[Excerpts from point annotation data]
______________________________
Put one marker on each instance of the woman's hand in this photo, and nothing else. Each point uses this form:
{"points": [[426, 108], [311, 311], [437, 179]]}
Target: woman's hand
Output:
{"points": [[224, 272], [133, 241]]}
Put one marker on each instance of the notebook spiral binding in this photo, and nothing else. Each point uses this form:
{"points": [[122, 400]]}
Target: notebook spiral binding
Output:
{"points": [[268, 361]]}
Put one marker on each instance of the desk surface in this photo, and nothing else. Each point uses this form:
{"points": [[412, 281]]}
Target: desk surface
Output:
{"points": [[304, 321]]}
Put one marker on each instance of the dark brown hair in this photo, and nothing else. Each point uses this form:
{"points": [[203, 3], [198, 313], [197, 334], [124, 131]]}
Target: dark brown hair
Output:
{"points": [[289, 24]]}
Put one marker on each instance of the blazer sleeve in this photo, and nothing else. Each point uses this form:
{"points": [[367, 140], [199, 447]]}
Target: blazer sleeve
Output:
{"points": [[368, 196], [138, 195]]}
______________________________
◆ Task to carry out ◆
Copy every line of the records above without changing a single character.

◆ Expected answer ◆
Put one marker on each instance of the woman's hand in this photo, and nothing else. Each point uses this form:
{"points": [[426, 108], [311, 311], [437, 179]]}
Target: woman's hand
Output:
{"points": [[224, 272], [133, 241]]}
Put one marker on each instance of the notebook spiral binding in this photo, and nothing else. Each point uses this form:
{"points": [[122, 400]]}
Target: notebook spiral binding
Output:
{"points": [[268, 361]]}
Put one marker on each instance of the desk surface in this photo, and nothing else. Each point uses this form:
{"points": [[412, 281]]}
Target: desk surface
Output:
{"points": [[304, 321]]}
Put one marker on each instance of the dark brown hair in this photo, and nothing else. Each point uses this form:
{"points": [[203, 3], [198, 313], [197, 334], [124, 131]]}
Target: dark brown hair
Output:
{"points": [[289, 24]]}
Put one marker on each instance of the blazer sleeve in this photo, and nothing else. Each point uses this form:
{"points": [[367, 140], [199, 447]]}
Target: blazer sleeve
Output:
{"points": [[368, 196], [138, 195]]}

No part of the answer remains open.